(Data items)
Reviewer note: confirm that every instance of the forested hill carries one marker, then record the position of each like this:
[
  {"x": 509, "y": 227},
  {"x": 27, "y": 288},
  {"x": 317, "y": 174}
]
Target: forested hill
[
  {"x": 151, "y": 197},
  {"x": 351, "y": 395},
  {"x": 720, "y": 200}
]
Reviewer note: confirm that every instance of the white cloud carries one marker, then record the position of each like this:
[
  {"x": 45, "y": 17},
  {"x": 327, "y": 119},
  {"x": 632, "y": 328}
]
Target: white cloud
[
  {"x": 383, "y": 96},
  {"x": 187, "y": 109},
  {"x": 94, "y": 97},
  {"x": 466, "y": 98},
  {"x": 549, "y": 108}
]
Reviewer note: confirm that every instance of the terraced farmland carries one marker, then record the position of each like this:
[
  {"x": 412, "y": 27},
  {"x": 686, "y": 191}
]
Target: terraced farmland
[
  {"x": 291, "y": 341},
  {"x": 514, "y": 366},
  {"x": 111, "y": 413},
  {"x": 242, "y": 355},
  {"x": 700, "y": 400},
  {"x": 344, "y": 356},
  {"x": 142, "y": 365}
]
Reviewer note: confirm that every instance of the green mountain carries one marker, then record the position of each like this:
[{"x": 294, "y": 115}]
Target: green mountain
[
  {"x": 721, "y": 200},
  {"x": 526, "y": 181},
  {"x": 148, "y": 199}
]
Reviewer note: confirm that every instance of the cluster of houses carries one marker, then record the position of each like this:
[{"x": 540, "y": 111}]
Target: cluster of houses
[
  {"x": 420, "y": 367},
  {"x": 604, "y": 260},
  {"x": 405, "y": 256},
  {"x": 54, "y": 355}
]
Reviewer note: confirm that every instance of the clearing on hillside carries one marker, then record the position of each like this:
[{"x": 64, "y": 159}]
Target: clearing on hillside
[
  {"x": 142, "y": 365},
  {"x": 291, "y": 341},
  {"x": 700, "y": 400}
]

## EXERCISE DIRECTIONS:
Extract each line of the material exactly as it stands.

## WORKED SOLUTION:
Reviewer note: confirm that every instance of the forested hill carries one marker, then record the position of each like this:
[
  {"x": 509, "y": 227},
  {"x": 27, "y": 288},
  {"x": 317, "y": 174}
]
Target: forested hill
[
  {"x": 151, "y": 197},
  {"x": 351, "y": 395},
  {"x": 720, "y": 200}
]
Reviewer note: confirm that every instance of the white cloud carries one marker, then record the position of each like this:
[
  {"x": 45, "y": 17},
  {"x": 327, "y": 119},
  {"x": 632, "y": 328}
]
Target: white cloud
[
  {"x": 383, "y": 96},
  {"x": 187, "y": 109},
  {"x": 94, "y": 97},
  {"x": 466, "y": 98},
  {"x": 549, "y": 108}
]
Reviewer note: confirm that every instance of the terraced farmland carries one marker, then record the position of each like this:
[
  {"x": 412, "y": 27},
  {"x": 686, "y": 191}
]
Target: terraced farmland
[
  {"x": 291, "y": 341},
  {"x": 514, "y": 366},
  {"x": 111, "y": 413},
  {"x": 242, "y": 355},
  {"x": 700, "y": 400},
  {"x": 344, "y": 356},
  {"x": 142, "y": 365}
]
Reviewer note: confirm that every instance of the green mountain carries one marker, then record the position of each like this:
[{"x": 294, "y": 115}]
Target: green mountain
[
  {"x": 721, "y": 200},
  {"x": 526, "y": 181},
  {"x": 148, "y": 199}
]
Reviewer note: confirm that every instance of the cluster of houses carries one marker, then record the position of each like this:
[{"x": 540, "y": 111}]
Target: cluster of houses
[
  {"x": 420, "y": 367},
  {"x": 604, "y": 260},
  {"x": 405, "y": 256},
  {"x": 54, "y": 355}
]
Reviewer note: confirm that every instance of the clearing on hillside carries one marker, then record the position of each like this:
[{"x": 64, "y": 159}]
Target: clearing on hillside
[
  {"x": 142, "y": 365},
  {"x": 291, "y": 341},
  {"x": 700, "y": 400}
]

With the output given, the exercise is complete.